Restate the records below word for word, leaving nothing out.

Collected data:
=== Begin Enclosure ===
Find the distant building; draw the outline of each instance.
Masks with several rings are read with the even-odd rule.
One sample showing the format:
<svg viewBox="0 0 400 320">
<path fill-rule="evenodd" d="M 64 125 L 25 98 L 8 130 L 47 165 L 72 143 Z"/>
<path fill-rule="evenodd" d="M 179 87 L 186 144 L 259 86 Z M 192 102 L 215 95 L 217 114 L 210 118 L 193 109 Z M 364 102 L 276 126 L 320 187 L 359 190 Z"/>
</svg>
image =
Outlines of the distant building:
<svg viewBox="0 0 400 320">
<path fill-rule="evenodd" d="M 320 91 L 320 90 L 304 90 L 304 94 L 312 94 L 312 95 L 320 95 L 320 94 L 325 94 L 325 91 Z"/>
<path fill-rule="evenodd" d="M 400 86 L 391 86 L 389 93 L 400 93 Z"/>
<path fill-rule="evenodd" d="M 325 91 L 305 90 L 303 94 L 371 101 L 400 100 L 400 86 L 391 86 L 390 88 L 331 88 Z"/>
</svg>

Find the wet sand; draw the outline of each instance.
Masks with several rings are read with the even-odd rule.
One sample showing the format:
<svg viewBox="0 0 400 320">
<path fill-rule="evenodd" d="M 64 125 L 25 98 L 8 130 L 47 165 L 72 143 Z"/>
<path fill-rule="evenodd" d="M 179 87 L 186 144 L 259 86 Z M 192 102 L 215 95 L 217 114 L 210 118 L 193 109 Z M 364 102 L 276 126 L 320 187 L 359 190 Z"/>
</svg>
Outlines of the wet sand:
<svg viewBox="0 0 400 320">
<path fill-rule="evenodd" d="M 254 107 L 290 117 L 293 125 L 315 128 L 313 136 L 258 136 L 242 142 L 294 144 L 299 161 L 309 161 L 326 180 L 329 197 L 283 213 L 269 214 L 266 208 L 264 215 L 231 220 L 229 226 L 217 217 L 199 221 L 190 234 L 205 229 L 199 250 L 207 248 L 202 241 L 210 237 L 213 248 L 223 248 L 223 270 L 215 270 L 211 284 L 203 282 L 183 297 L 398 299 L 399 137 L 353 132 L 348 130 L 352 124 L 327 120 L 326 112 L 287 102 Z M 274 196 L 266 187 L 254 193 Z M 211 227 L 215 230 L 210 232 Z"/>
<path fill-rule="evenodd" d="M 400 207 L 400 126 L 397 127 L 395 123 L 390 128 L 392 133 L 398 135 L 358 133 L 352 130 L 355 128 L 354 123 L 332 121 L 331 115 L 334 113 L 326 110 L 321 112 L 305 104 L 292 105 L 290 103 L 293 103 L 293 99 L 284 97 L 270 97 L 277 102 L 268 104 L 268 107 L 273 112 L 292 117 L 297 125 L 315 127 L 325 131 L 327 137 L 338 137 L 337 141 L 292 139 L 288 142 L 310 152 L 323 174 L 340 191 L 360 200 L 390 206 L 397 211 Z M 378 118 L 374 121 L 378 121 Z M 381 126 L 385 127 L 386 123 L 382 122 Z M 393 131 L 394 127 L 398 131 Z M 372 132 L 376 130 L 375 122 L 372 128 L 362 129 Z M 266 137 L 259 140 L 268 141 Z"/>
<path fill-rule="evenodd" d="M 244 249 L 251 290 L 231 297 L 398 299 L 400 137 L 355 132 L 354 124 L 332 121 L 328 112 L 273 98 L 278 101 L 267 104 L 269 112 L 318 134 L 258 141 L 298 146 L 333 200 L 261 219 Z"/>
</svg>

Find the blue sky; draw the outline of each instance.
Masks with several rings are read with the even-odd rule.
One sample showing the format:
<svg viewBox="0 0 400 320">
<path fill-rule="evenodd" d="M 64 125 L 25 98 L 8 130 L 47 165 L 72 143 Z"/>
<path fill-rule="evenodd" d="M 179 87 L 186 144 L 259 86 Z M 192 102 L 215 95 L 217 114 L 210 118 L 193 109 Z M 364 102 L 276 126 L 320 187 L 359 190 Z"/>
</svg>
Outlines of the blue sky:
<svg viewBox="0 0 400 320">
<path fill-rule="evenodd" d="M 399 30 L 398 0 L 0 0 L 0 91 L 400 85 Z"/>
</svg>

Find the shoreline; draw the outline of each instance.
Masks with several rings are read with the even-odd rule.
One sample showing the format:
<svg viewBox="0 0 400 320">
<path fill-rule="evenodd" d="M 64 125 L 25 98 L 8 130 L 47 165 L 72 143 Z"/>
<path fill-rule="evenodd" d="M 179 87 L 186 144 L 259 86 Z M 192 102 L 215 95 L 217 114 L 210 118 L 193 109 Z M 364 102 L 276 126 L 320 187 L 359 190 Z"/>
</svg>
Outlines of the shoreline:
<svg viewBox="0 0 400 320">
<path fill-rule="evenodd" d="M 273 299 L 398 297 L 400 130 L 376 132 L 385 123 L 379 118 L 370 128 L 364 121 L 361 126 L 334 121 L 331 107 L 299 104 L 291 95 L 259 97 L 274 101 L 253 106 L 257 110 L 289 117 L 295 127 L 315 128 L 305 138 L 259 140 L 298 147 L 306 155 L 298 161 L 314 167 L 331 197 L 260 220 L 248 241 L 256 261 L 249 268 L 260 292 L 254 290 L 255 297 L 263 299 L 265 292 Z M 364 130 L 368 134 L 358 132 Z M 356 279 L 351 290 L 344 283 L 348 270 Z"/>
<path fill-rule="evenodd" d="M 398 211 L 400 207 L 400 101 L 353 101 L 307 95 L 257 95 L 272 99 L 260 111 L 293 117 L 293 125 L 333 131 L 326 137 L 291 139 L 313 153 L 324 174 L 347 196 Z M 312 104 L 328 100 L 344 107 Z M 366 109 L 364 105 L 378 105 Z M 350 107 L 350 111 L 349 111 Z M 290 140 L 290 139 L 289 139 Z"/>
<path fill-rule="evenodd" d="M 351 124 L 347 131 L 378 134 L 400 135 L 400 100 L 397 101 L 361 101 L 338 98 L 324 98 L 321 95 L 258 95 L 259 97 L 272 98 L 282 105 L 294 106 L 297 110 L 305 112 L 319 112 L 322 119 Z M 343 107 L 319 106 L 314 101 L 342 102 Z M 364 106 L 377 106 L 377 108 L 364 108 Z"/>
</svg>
=== End Enclosure ===
● **Output of the exercise**
Find the distant building; draw the outline of each instance.
Masks with several rings are read with the even-odd rule.
One sample showing the format:
<svg viewBox="0 0 400 320">
<path fill-rule="evenodd" d="M 64 125 L 25 98 L 8 130 L 47 165 L 72 143 Z"/>
<path fill-rule="evenodd" d="M 179 87 L 186 144 L 259 86 Z M 192 102 L 215 95 L 217 114 L 210 118 L 193 109 Z M 364 102 L 276 126 L 320 187 L 359 190 Z"/>
</svg>
image =
Outlines of the distant building:
<svg viewBox="0 0 400 320">
<path fill-rule="evenodd" d="M 320 91 L 320 90 L 304 90 L 304 94 L 312 94 L 312 95 L 320 95 L 320 94 L 325 94 L 325 91 Z"/>
<path fill-rule="evenodd" d="M 400 86 L 391 86 L 389 93 L 400 93 Z"/>
<path fill-rule="evenodd" d="M 325 91 L 305 90 L 303 94 L 371 101 L 400 100 L 400 86 L 391 86 L 390 88 L 331 88 Z"/>
</svg>

Find the wet sand; draw the outline of each instance.
Masks with several rings are read with the even-odd rule.
One sample showing the format:
<svg viewBox="0 0 400 320">
<path fill-rule="evenodd" d="M 64 125 L 25 98 L 8 130 L 47 165 L 72 143 Z"/>
<path fill-rule="evenodd" d="M 179 87 L 186 144 L 259 86 Z M 192 102 L 215 95 L 217 114 L 210 118 L 193 109 Z M 364 102 L 276 126 L 320 187 L 359 190 Z"/>
</svg>
Outlines of the wet sand:
<svg viewBox="0 0 400 320">
<path fill-rule="evenodd" d="M 254 107 L 290 117 L 293 125 L 315 128 L 313 136 L 258 136 L 242 142 L 294 144 L 299 161 L 309 161 L 326 180 L 329 197 L 283 213 L 269 214 L 266 208 L 264 215 L 231 220 L 229 226 L 217 217 L 199 221 L 190 234 L 205 229 L 199 250 L 207 248 L 202 241 L 210 237 L 213 248 L 223 248 L 223 270 L 215 270 L 211 284 L 203 282 L 183 297 L 398 299 L 399 137 L 353 132 L 348 130 L 352 124 L 327 120 L 326 112 L 287 102 Z M 274 196 L 266 187 L 254 193 Z M 211 227 L 215 230 L 210 232 Z"/>
<path fill-rule="evenodd" d="M 400 207 L 400 126 L 397 127 L 395 123 L 390 128 L 392 133 L 398 135 L 358 133 L 352 130 L 355 128 L 354 123 L 332 121 L 331 115 L 334 113 L 326 110 L 321 112 L 305 104 L 292 105 L 290 103 L 293 103 L 293 99 L 284 97 L 270 97 L 277 102 L 268 104 L 268 107 L 273 112 L 292 117 L 297 125 L 315 127 L 325 131 L 327 137 L 338 137 L 337 141 L 292 139 L 288 142 L 310 152 L 323 174 L 340 191 L 360 200 L 390 206 L 397 211 Z M 378 118 L 374 121 L 378 121 Z M 381 126 L 385 127 L 386 123 L 382 122 Z M 393 131 L 394 127 L 398 131 Z M 372 132 L 376 130 L 375 122 L 372 128 L 362 129 Z M 266 137 L 259 140 L 268 141 Z"/>
<path fill-rule="evenodd" d="M 244 249 L 251 290 L 231 297 L 398 299 L 400 137 L 355 132 L 354 124 L 332 121 L 328 112 L 273 98 L 278 101 L 267 104 L 269 112 L 318 134 L 258 141 L 298 146 L 333 200 L 261 219 Z"/>
</svg>

Find the blue sky; draw the outline of each instance.
Masks with several rings are read with the even-odd rule.
One sample showing the format:
<svg viewBox="0 0 400 320">
<path fill-rule="evenodd" d="M 64 125 L 25 98 L 8 130 L 47 165 L 72 143 Z"/>
<path fill-rule="evenodd" d="M 179 87 L 186 144 L 259 86 Z M 192 102 L 215 95 L 217 114 L 210 118 L 193 109 Z M 364 102 L 276 126 L 320 187 L 359 190 Z"/>
</svg>
Outlines of the blue sky:
<svg viewBox="0 0 400 320">
<path fill-rule="evenodd" d="M 399 30 L 398 0 L 0 0 L 0 91 L 400 85 Z"/>
</svg>

Find the shoreline; draw the outline of each instance.
Masks with several rings are read with the even-odd rule.
One sample showing the format:
<svg viewBox="0 0 400 320">
<path fill-rule="evenodd" d="M 64 125 L 25 98 L 8 130 L 47 165 L 72 143 Z"/>
<path fill-rule="evenodd" d="M 179 87 L 186 144 L 259 86 Z M 192 102 L 215 95 L 217 114 L 210 118 L 193 109 Z M 364 102 L 276 126 L 320 187 L 359 190 Z"/>
</svg>
Outlines of the shoreline:
<svg viewBox="0 0 400 320">
<path fill-rule="evenodd" d="M 273 299 L 398 297 L 400 130 L 376 132 L 385 123 L 379 118 L 370 128 L 364 121 L 361 126 L 334 121 L 331 107 L 299 104 L 291 95 L 259 97 L 274 101 L 253 106 L 257 110 L 289 117 L 295 127 L 315 128 L 305 138 L 259 140 L 298 147 L 306 155 L 298 161 L 314 167 L 331 197 L 260 220 L 248 241 L 256 261 L 249 268 L 260 292 L 254 290 L 255 297 L 263 299 L 265 292 Z M 364 130 L 368 134 L 358 132 Z M 356 279 L 351 290 L 344 283 L 348 270 Z"/>
<path fill-rule="evenodd" d="M 398 211 L 400 207 L 400 101 L 353 101 L 307 95 L 257 95 L 272 99 L 260 111 L 293 117 L 293 125 L 333 131 L 326 137 L 291 139 L 313 153 L 324 174 L 347 196 Z M 312 104 L 328 100 L 344 107 Z M 366 109 L 364 105 L 378 105 Z M 350 107 L 350 111 L 349 111 Z M 290 140 L 290 139 L 289 139 Z"/>
<path fill-rule="evenodd" d="M 351 124 L 347 131 L 378 134 L 400 135 L 400 100 L 397 101 L 361 101 L 338 98 L 324 98 L 321 95 L 258 95 L 259 97 L 272 98 L 282 105 L 294 106 L 297 110 L 305 112 L 319 112 L 322 119 Z M 343 107 L 319 106 L 314 101 L 342 102 Z M 364 106 L 377 106 L 377 108 L 364 108 Z"/>
</svg>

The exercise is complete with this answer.